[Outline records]
-.-.-
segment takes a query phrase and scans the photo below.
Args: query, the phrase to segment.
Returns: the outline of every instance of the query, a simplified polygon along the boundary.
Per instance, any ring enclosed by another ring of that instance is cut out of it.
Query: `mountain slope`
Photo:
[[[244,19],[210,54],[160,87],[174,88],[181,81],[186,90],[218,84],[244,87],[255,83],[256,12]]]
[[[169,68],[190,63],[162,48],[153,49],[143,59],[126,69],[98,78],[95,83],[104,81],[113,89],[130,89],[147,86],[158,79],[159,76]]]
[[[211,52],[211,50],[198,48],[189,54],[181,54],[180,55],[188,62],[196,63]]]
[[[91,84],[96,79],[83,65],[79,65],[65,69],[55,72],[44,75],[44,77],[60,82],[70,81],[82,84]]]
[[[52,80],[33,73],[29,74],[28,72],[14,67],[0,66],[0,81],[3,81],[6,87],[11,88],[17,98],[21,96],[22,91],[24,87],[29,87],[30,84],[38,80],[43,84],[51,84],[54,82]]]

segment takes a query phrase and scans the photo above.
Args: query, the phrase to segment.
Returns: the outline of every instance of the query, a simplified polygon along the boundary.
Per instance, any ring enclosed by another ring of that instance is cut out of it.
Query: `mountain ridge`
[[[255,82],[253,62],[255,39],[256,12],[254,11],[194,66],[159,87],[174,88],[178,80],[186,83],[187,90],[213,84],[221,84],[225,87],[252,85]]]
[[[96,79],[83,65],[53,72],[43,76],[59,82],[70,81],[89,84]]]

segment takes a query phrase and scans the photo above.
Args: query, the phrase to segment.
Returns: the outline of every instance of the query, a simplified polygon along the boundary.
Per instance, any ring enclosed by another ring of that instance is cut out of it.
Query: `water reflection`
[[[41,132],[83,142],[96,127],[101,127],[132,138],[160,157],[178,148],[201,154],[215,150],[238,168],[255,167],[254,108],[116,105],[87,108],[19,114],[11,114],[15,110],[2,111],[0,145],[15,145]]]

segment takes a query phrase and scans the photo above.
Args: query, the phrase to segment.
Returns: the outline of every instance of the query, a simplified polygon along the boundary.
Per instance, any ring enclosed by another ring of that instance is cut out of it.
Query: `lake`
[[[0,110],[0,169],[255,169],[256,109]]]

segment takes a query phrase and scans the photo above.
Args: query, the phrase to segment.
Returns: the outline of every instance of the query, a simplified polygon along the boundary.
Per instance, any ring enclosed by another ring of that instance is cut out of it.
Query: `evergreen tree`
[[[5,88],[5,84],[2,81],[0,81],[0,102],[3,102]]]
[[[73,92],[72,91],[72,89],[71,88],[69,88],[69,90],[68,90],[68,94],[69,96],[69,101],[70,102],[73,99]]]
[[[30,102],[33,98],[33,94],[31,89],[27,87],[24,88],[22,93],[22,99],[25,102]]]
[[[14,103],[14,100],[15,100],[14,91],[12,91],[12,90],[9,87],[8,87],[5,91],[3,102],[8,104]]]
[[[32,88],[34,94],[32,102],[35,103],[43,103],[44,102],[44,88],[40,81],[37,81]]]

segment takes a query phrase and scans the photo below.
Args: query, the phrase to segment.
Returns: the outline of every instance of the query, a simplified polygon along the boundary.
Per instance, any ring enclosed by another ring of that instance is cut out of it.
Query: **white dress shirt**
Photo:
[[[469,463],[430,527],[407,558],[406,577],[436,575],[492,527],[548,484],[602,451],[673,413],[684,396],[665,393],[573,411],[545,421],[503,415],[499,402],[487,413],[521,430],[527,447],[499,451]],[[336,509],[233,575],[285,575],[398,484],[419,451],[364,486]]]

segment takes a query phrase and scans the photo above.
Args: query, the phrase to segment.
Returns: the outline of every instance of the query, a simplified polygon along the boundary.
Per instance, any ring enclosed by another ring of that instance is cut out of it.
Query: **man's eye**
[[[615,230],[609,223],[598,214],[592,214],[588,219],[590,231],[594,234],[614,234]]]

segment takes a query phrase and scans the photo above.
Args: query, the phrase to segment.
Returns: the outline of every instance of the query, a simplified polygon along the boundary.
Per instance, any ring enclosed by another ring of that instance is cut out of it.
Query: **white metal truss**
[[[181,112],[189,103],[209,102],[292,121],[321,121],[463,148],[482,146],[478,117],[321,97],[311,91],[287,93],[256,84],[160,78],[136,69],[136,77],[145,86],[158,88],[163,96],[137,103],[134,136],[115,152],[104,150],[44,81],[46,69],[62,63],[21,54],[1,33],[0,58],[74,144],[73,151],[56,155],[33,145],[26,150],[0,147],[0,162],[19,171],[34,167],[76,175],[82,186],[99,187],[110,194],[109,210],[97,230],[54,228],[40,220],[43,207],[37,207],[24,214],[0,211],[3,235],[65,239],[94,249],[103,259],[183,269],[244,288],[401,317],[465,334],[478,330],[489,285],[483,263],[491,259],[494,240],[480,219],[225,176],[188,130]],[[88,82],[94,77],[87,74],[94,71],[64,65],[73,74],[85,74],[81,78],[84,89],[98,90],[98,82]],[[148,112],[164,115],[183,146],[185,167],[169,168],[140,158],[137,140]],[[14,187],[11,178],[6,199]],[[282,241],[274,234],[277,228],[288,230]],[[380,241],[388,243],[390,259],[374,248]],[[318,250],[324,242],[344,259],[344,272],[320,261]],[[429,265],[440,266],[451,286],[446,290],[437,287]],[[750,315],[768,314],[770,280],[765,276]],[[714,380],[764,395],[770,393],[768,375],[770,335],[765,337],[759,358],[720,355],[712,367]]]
-.-.-
**Written instruction**
Every entry must be output again, exactly as written above.

**Response to this exercise**
segment takes a query phrase and scans the photo below.
Args: query, the phrase to segment.
Returns: the outline of every instance of the query, a simplified polygon along the boundary.
Per instance, any ring enclosed by another ring of that instance is cut out of it.
Query: `mountain slope`
Photo:
[[[244,19],[210,54],[160,87],[174,88],[181,81],[186,90],[218,84],[244,87],[255,83],[256,12]]]
[[[169,68],[190,63],[162,48],[153,49],[143,59],[126,69],[98,78],[95,83],[104,81],[113,89],[130,89],[147,86],[158,79],[159,76]]]
[[[211,52],[211,50],[198,48],[189,54],[181,54],[180,55],[188,62],[196,63]]]
[[[91,84],[96,79],[83,65],[79,65],[65,69],[55,72],[44,75],[44,77],[60,82],[70,81],[82,84]]]
[[[52,80],[33,73],[29,74],[28,72],[14,67],[0,66],[0,81],[3,81],[6,87],[11,88],[17,98],[21,96],[22,91],[24,87],[29,87],[30,84],[38,80],[43,84],[51,84],[54,82]]]

segment takes a query phrase and scans the photo above.
Args: query, the phrase to segment.
Returns: the outline of every instance of the query, a simplified polygon along the boundary.
Per instance, any ring enclosed by another ring of that instance is cut out of it.
Query: `mountain ridge`
[[[255,82],[253,62],[255,39],[256,12],[254,11],[194,66],[159,87],[174,88],[178,80],[186,83],[187,90],[213,84],[221,84],[225,87],[252,85]]]
[[[96,79],[83,65],[53,72],[43,76],[59,82],[70,81],[89,84]]]

segment takes a query phrase and scans the photo above.
Args: query, the phrase to segment.
Returns: the outline of every instance of the query, a simplified polygon along the boundary.
Per instance, any ring enclosed by another ring of that instance is cut out of it.
Query: `water reflection`
[[[41,132],[83,142],[96,127],[101,127],[132,138],[160,157],[178,148],[201,154],[215,150],[238,168],[255,167],[254,108],[116,105],[87,108],[19,114],[11,114],[15,110],[2,111],[0,145],[15,145]]]

segment takes a query phrase and scans the photo above.
Args: query, the phrase to segment.
Returns: the outline of every instance of the query, a simplified polygon along the boundary.
Per instance, any ring enclosed by another ring of that instance is cut out of it.
Query: `lake`
[[[0,110],[0,169],[255,169],[256,109]]]

segment takes a query phrase and scans the photo above.
Args: query, the phrase to segment.
Returns: the outline of every instance of the query, a simplified polygon along the boundary.
Per instance, any ring enclosed by another ring of that instance is cut out of it.
Query: `evergreen tree`
[[[5,88],[5,84],[2,81],[0,81],[0,102],[3,102]]]
[[[73,92],[72,91],[72,89],[71,88],[69,88],[69,90],[68,90],[68,94],[69,96],[69,101],[70,102],[73,99]]]
[[[30,102],[33,98],[33,94],[31,89],[27,87],[24,88],[22,93],[22,99],[25,102]]]
[[[14,103],[14,100],[15,100],[14,91],[12,91],[12,90],[9,87],[8,87],[5,91],[3,102],[8,104]]]
[[[32,88],[34,94],[32,102],[35,103],[43,103],[44,102],[44,88],[40,81],[37,81]]]

segment takes a query phrase and scans the photo below.
Args: query, the phrase to segment.
Returns: the outline of every instance of the query, a simplified polygon along the boundary.
Per instance, any ring enclosed by another ring of that instance is cut out of it.
Query: **white dress shirt**
Photo:
[[[469,463],[430,527],[407,558],[406,577],[436,575],[492,527],[548,484],[602,451],[673,413],[684,396],[665,393],[573,411],[545,421],[503,415],[499,402],[487,413],[521,430],[527,447],[499,451]],[[336,509],[233,575],[285,575],[398,484],[419,451],[364,486]]]

segment takes a query phrase and scans the photo above.
Args: query, the phrase to segment.
Returns: the outline of every instance of the query, a simplified polygon along the boundary.
Per instance, any ring enclosed by another ring of that instance is cut out of it.
Query: **man's eye**
[[[615,230],[609,223],[598,214],[592,214],[588,219],[590,231],[594,234],[614,234]]]

segment takes a query phrase and scans the photo above.
Args: query, the phrase to segment.
Returns: the outline of every instance of the query, a simplified polygon along the boundary.
Per instance, any ring enclosed by another ring of that instance is cut out of it.
Query: **white metal truss**
[[[181,112],[189,103],[209,102],[292,121],[321,121],[463,148],[482,146],[478,117],[321,97],[311,91],[287,93],[256,84],[160,78],[136,69],[136,77],[145,86],[158,88],[163,96],[137,103],[134,136],[115,152],[104,150],[44,81],[46,69],[62,63],[21,54],[1,33],[0,58],[74,144],[73,151],[56,155],[33,145],[26,150],[0,147],[0,162],[19,171],[34,167],[76,175],[82,186],[99,187],[110,194],[109,210],[97,230],[54,228],[40,220],[43,207],[37,207],[24,214],[0,211],[3,235],[65,239],[94,249],[103,259],[183,269],[244,288],[401,317],[465,334],[478,330],[489,285],[483,263],[491,259],[494,240],[480,219],[225,176],[188,130]],[[88,82],[94,77],[87,74],[94,71],[64,65],[73,74],[85,74],[81,78],[84,89],[98,90],[98,82]],[[148,112],[164,115],[183,146],[185,167],[169,168],[140,158],[137,140]],[[14,187],[11,178],[6,199]],[[282,241],[274,234],[277,228],[288,230]],[[380,241],[388,243],[390,259],[374,248]],[[318,250],[324,242],[344,259],[344,272],[320,261]],[[429,265],[440,266],[451,286],[446,290],[437,287]],[[750,315],[768,314],[770,280],[765,276]],[[714,380],[764,395],[770,393],[768,375],[770,335],[765,337],[759,358],[720,355],[712,367]]]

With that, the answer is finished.